-- Data for review follows --
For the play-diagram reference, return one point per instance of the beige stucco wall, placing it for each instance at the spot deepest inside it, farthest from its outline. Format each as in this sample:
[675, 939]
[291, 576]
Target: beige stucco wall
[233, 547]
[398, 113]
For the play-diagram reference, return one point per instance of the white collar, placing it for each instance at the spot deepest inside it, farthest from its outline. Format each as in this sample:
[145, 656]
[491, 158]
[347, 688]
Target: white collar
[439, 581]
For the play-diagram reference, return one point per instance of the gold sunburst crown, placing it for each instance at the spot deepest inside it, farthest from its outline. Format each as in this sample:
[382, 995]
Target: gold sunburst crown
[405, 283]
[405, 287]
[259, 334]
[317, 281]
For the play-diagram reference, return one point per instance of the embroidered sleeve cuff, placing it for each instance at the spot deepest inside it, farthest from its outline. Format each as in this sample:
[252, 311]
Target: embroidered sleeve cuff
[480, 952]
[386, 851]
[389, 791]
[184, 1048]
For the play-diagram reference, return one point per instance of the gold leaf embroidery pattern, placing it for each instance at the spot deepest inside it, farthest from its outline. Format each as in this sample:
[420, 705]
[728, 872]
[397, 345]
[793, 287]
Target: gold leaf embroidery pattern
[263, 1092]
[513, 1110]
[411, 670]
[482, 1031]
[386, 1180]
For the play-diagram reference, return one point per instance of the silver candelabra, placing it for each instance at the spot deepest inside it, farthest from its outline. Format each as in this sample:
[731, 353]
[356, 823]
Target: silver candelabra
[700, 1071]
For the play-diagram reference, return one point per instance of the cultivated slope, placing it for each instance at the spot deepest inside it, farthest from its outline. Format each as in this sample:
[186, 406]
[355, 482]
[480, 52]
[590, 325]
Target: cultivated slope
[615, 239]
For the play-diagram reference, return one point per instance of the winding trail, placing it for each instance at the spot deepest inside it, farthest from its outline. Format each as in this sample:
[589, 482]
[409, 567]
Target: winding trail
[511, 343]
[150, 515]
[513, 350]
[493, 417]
-- Data for review concluded --
→ **What is being asked**
In full and word for word, write out the data above.

→ **Response for this exercise**
For the play-diagram reference, return one point per instance of the beige stucco wall, placing it for each instance at the spot deepest inside it, farthest from its outline. Format each as in this sample:
[675, 939]
[291, 576]
Target: beige stucco wall
[233, 547]
[398, 113]
For the play-diagram reference, return one point per instance of the white collar, placing it for each instance at the spot deepest inside it, farthest from its outline. Format each as in this sample:
[145, 656]
[491, 158]
[347, 688]
Target: white collar
[439, 581]
For the play-diagram reference, return one point per instance of the gold sunburst crown, placing it for each instance at the spot deepest inside it, farthest from its outline. Format each as in this sample:
[382, 995]
Target: gold sunburst crown
[405, 283]
[405, 287]
[259, 334]
[317, 281]
For the play-diagram reference, return one point per instance of the embroidered sleeve cuff, placing it for each instance at the spot deepest inside it, farthest from its outline. Format each as in this sample:
[252, 311]
Target: embroidered sleeve cuff
[480, 952]
[386, 851]
[389, 791]
[184, 1048]
For the play-diagram reference, return one point per instance of the gold leaf embroidery pattern, placing it for each instance at the spot deepest inside it, farthest from its outline. Format each as in this sample:
[420, 705]
[728, 872]
[397, 345]
[793, 287]
Target: gold leaf embroidery pattern
[263, 1092]
[513, 1110]
[411, 670]
[482, 1031]
[386, 1180]
For the play-diagram reference, return one point per instance of the silver candelabra, placing it for each instance at the spot deepest inside it, farthest from its outline. Format each as in this sample:
[731, 353]
[356, 823]
Target: silver candelabra
[700, 1071]
For the play-diagram reference, return one point per instance of the cultivated slope, placing it for each instance at the spot deepest inside it, farthest from its outline. Format each as in this sample:
[186, 406]
[355, 482]
[480, 52]
[590, 325]
Target: cultivated slope
[615, 239]
For the play-diagram reference, return one point per instance of the winding trail, placing it for each instance at the spot deepest inside it, farthest from its outline. Format each as in this sample:
[589, 482]
[409, 567]
Target: winding trail
[511, 343]
[150, 515]
[513, 350]
[493, 417]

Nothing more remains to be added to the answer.